Dataset lines about object locations |
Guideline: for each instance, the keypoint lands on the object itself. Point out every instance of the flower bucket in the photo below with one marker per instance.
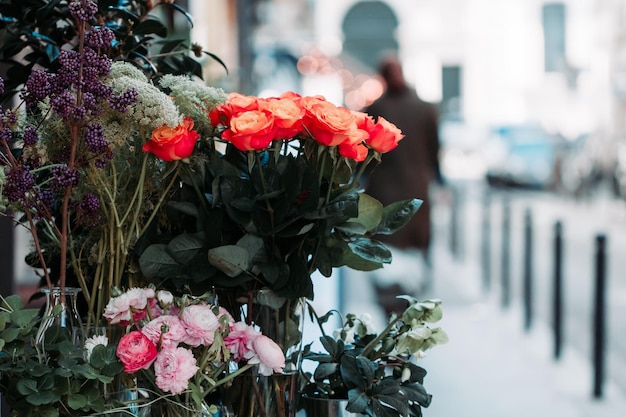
(61, 311)
(326, 407)
(281, 319)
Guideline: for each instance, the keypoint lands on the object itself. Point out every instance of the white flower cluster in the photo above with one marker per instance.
(153, 108)
(194, 99)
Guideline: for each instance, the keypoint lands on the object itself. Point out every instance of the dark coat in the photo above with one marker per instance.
(407, 171)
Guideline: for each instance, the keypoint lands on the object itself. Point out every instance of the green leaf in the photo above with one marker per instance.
(370, 250)
(26, 386)
(343, 207)
(357, 401)
(230, 259)
(48, 412)
(10, 334)
(185, 207)
(76, 401)
(324, 370)
(184, 247)
(43, 397)
(417, 393)
(155, 262)
(394, 401)
(151, 26)
(396, 215)
(13, 302)
(370, 212)
(46, 382)
(329, 344)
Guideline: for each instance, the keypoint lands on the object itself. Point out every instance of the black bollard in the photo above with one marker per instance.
(454, 223)
(486, 243)
(506, 253)
(527, 289)
(599, 316)
(557, 294)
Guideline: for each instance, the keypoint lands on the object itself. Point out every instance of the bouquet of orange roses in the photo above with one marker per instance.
(177, 350)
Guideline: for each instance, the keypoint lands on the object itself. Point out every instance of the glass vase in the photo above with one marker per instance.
(282, 320)
(174, 409)
(61, 311)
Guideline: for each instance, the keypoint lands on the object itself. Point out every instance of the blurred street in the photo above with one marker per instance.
(492, 365)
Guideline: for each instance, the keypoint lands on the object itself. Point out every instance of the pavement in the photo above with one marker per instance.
(491, 366)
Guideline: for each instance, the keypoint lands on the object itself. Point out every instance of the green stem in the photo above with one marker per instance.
(371, 345)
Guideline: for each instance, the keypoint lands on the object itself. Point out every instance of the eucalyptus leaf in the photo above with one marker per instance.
(184, 247)
(370, 250)
(357, 401)
(370, 212)
(396, 216)
(156, 262)
(230, 259)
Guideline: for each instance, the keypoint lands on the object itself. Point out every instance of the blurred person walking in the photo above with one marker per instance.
(408, 172)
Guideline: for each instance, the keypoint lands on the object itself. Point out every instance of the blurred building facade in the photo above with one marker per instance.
(561, 64)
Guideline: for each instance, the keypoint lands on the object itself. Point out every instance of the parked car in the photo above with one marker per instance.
(522, 155)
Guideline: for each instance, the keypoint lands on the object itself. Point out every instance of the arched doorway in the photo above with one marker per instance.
(369, 29)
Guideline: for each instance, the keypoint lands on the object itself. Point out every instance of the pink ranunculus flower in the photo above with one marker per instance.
(153, 306)
(224, 313)
(173, 368)
(239, 340)
(136, 351)
(174, 333)
(200, 324)
(268, 355)
(137, 298)
(118, 311)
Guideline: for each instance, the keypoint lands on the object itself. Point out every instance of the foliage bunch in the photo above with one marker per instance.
(377, 372)
(53, 378)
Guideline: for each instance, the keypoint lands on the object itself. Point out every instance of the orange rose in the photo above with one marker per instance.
(287, 116)
(173, 143)
(329, 124)
(384, 136)
(236, 103)
(353, 150)
(251, 130)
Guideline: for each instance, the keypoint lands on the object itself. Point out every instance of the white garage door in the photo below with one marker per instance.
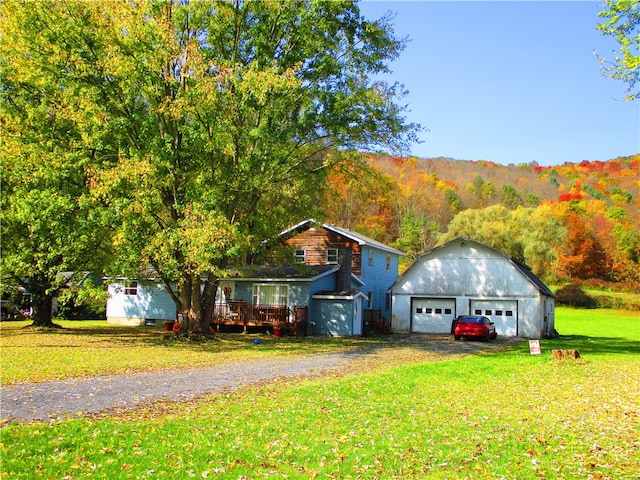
(504, 313)
(432, 315)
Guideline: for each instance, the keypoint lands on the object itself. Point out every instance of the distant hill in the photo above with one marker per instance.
(411, 203)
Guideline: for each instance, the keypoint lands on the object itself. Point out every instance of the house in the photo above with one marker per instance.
(139, 302)
(352, 277)
(373, 262)
(464, 277)
(310, 299)
(333, 276)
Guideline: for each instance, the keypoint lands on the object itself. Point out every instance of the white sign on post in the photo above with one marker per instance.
(534, 347)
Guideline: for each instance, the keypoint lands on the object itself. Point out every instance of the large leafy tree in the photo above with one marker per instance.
(621, 20)
(205, 127)
(53, 231)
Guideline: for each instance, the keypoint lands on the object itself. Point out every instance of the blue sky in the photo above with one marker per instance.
(510, 81)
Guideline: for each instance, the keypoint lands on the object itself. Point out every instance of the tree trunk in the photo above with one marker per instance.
(43, 311)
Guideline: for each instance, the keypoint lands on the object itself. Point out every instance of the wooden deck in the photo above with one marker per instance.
(240, 313)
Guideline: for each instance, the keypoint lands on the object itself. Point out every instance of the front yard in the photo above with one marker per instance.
(500, 414)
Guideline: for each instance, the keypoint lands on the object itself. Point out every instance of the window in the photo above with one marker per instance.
(131, 288)
(270, 294)
(300, 256)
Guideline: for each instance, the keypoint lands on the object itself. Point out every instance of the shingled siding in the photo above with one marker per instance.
(316, 241)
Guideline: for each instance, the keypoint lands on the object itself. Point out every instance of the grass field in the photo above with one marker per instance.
(505, 414)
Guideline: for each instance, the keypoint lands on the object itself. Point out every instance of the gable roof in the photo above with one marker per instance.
(362, 240)
(521, 267)
(282, 272)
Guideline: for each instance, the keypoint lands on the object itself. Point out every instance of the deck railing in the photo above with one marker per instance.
(246, 315)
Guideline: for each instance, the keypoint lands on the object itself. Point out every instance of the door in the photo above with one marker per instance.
(504, 313)
(432, 315)
(357, 316)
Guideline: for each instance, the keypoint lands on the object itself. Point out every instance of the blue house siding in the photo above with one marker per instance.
(333, 317)
(150, 302)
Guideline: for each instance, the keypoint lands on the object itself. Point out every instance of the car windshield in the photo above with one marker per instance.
(472, 319)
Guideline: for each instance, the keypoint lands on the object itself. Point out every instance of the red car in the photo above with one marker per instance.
(474, 326)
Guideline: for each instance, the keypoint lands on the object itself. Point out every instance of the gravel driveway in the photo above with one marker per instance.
(59, 399)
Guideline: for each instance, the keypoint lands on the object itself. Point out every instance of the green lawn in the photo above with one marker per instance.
(505, 414)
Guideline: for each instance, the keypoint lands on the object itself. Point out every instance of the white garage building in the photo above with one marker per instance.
(465, 277)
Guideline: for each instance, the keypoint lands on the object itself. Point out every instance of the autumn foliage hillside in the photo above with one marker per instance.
(576, 221)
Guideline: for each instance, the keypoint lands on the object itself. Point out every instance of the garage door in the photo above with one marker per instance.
(504, 313)
(432, 315)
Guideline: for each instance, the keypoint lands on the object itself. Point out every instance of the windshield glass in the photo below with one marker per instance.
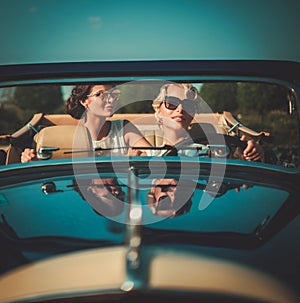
(242, 111)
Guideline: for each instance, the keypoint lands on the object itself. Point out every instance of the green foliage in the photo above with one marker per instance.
(220, 96)
(261, 97)
(137, 97)
(41, 98)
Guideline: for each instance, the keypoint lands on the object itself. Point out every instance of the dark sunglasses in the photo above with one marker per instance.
(172, 103)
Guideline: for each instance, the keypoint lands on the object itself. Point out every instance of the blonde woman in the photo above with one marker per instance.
(175, 107)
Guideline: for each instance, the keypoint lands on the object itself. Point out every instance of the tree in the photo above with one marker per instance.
(40, 98)
(220, 96)
(262, 97)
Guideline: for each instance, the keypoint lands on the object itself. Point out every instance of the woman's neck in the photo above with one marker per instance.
(97, 126)
(171, 136)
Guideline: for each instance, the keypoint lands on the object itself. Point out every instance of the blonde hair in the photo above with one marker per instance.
(190, 91)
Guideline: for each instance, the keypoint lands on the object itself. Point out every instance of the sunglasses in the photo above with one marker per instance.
(105, 96)
(172, 103)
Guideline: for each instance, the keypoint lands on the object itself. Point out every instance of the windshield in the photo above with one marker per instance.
(263, 112)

Exercise task | Rewrite the lines above so that every "one marker per instance" becomes "a single point for each instance" and nothing else changes. Leave the pictures out of your answer.

Solution to this exercise |
Guideline: for each instance, the keypoint lands on the object itself. Point out every instance of the flower bucket in the photo below with a single point for each instance.
(61, 311)
(326, 407)
(281, 319)
Guideline: for each instance, the keypoint lands on the object itself. Point out every instance of the white flower cluster in the photo above with a single point for each instance.
(153, 108)
(194, 99)
Guideline: for each instance, the keypoint lands on the object itself. Point out every instance of the dark coat in the photo above with a single point for each instance.
(407, 171)
Guideline: for each instance, the keypoint lands on the object itself. Point out every instance of the green leaf in the photo above with a single point for each instance.
(370, 250)
(26, 386)
(343, 207)
(357, 401)
(230, 259)
(48, 412)
(10, 334)
(185, 207)
(76, 401)
(324, 370)
(184, 247)
(43, 397)
(417, 393)
(155, 262)
(394, 401)
(151, 26)
(396, 215)
(13, 302)
(370, 212)
(46, 382)
(329, 344)
Guideline: for each instance, the keypoint lands on the object itself. Point out every instance of the black bollard in the photo above with a single point for each instance.
(454, 223)
(486, 243)
(506, 253)
(527, 289)
(599, 316)
(557, 294)
Guideline: for each instance, the keypoint lands on the object itself. Point out every instance of the bouquet of orange roses in the photo above with a single point for each instance.
(177, 350)
Guideline: for each instance, the keypoint lands on the object itself. Point out every instance of the glass vase in the photo above with a single point for each instance.
(282, 320)
(174, 409)
(61, 311)
Guideline: for each instance, the keypoint lands on the object itself. Point out every instance of the blurred street in the photo above with a single point for each instance.
(492, 365)
Guideline: for each instance, the keypoint lands on the object itself. Point out every instance of the pavement in the photo above with a single point for each instance.
(491, 366)
Guideline: for each instance, the keypoint lands on the object itself. Point out every instance of the green stem in the photo above with a single point for each instance.
(371, 345)
Guideline: for each instance, the keypoint lands on the object itself. Point out every instance of the eucalyptus leaf in the photo above with a single point for each instance.
(184, 247)
(370, 250)
(357, 401)
(370, 212)
(396, 216)
(156, 262)
(230, 259)
Guideline: for each instance, the keypoint lands on the object itself. Point out every instance of the blurred person walking in the photo above with a single point for each instance.
(408, 172)
Guideline: for each instance, the keypoint lands on the object itself. Point out every instance of the blurred building facade in the photo above with a single point for each instance.
(561, 64)
Guideline: for each instance, the keypoint lands on the object itself. Point out every instance of the parked car in the photo above with a single point for each instance.
(522, 155)
Guideline: for each instance, the keypoint lands on the object itself. Point out every instance of the arched doorway in the photo above with a single point for each instance.
(369, 29)
Guideline: for each instance, the keypoint lands on the object itself. Point out every instance of the pink ranunculus flower in the photo above with a single point for each instance.
(153, 306)
(224, 313)
(173, 368)
(239, 340)
(136, 351)
(174, 333)
(200, 324)
(268, 355)
(137, 298)
(118, 311)
Guideline: for each instance, the keypoint lands on the object itself. Point out every instance of the foliage bunch in the photo above with a single point for each instance.
(377, 372)
(53, 378)
Guideline: for each instance, the keypoint lands on the object itself. Point out every instance of the orange rose in the photo above with a single point for each instance.
(287, 116)
(173, 143)
(329, 124)
(384, 136)
(236, 103)
(353, 150)
(251, 130)
Guideline: for each instance, the keypoint lands on the object itself. Point out every instance of the white garage door in the photo below with a single point for each instance.
(504, 313)
(432, 315)
Guideline: for each instance, the keypoint lands on the object itself. Point out every instance of the distant hill in the photo above with a single point for each instance.
(411, 203)
Guideline: for each instance, the keypoint lands on the object itself. Point out every instance of the house in the photo above with a single point for each instance.
(139, 302)
(352, 277)
(373, 262)
(464, 277)
(310, 299)
(333, 276)
Guideline: for each instance, the keypoint lands on the object itself. Point out every instance of the white sign on post in the photo above with a single point for each instance.
(534, 347)
Guideline: for each instance, the keypoint lands on the object itself. Point out every instance of the large leafy tree in the photo above with a single point for each instance.
(621, 20)
(205, 127)
(53, 231)
Guideline: for each instance, the keypoint lands on the object itself. Point out every instance of the blue sky in the photo above with a single point for each instance.
(510, 81)
Guideline: for each instance, the keypoint lands on the object itself. Point out every instance of the tree trunk in the photo above with a single point for each instance.
(43, 311)
Guideline: for each instance, the keypoint lands on the object itself. Point out every instance of the wooden deck in the photo above with a single point for each instance.
(240, 313)
Guideline: for each instance, the keypoint lands on the object itself. Point out every instance of the front yard in the photo above with a single point for each instance.
(500, 414)
Guideline: for each instance, the keypoint lands on the object itself. Point out every instance of the window in the photo above with a single point for each instance.
(131, 288)
(270, 294)
(300, 256)
Guideline: for each instance, the keypoint lands on the object itself. Point out every instance of the shingled siding in the photo above with a single point for each instance.
(316, 241)
Guideline: for each instance, the keypoint lands on the object itself. Point out every instance of the grass field in the photo above with a single point for each instance.
(505, 414)
Guideline: for each instance, the keypoint lands on the object itself. Point out every instance of the gable roof in the photo above with a single point for each instance.
(362, 240)
(521, 267)
(282, 272)
Guideline: for each instance, the keypoint lands on the object itself. Point out every instance of the deck railing in the photo above with a single point for each instance.
(246, 315)
Guideline: for each instance, the keypoint lands on the object itself. Point out every instance of the door in the photo above with a single point for each instance.
(504, 313)
(432, 315)
(357, 316)
Guideline: for each instance, the keypoint lands on the object itself. Point out every instance of the blue house siding in the photo above with a single point for each instance.
(333, 317)
(150, 302)
Guideline: for each instance, the keypoint lands on the object itself. Point out every instance of the car windshield in the photo above with a single point for each instance.
(472, 319)
Guideline: for each instance, the keypoint lands on the object itself. Point out every instance of the red car in the photo above with a single point for each instance.
(474, 326)
Guideline: for each instance, the keypoint lands on the object itself. Point out every instance of the gravel driveway in the photo above with a single point for each instance.
(59, 399)
Guideline: for each instance, the keypoint lands on the object itself. Point out every instance of the green lawn in the photo above with a single point for each instance.
(505, 414)
Guideline: for each instance, the keypoint lands on the object itself. Point out every instance of the white garage building in the photo above with a single point for each instance.
(465, 277)
Guideline: for each instance, the keypoint lands on the object itself. Point out every instance of the autumn foliage hillside in the photo above with a single point for each instance.
(576, 221)
Guideline: for each instance, the keypoint lands on the object itself. Point out every instance of the garage door in the photo above with a single point for each instance.
(504, 313)
(432, 315)
Guideline: for each instance, the keypoint lands on the object itself. Point out every instance of the windshield glass in the photo below with a single point for each instance.
(242, 111)
Guideline: for each instance, the keypoint lands on the object itself. Point out every instance of the green foliage in the photo above with a single point for each instance.
(220, 96)
(261, 97)
(137, 97)
(41, 98)
Guideline: for each instance, the keypoint lands on the object itself. Point out every instance of the dark sunglasses in the photo above with a single point for each instance.
(172, 103)
Guideline: for each instance, the keypoint lands on the object itself. Point out every instance of the blonde woman in the photo above with a single point for each instance.
(175, 107)
Guideline: for each instance, the keypoint lands on the object itself. Point out every instance of the tree in the photo above with a single point for each instance.
(40, 98)
(220, 96)
(262, 97)
Guideline: for each instance, the keypoint lands on the object itself. Point out every instance of the woman's neck in the photo above with a single point for each instance.
(97, 126)
(171, 136)
Guideline: for each instance, the keypoint lands on the object itself. Point out every instance of the blonde hair in the photo above with a single point for each instance.
(190, 91)
Guideline: for each instance, the keypoint lands on the object itself. Point out every instance of the sunglasses in the photo above with a single point for each instance.
(105, 96)
(172, 103)
Guideline: for each instance, the keypoint lands on the object itself. Point out every instance of the windshield in the photo above with a single point for each instance.
(263, 112)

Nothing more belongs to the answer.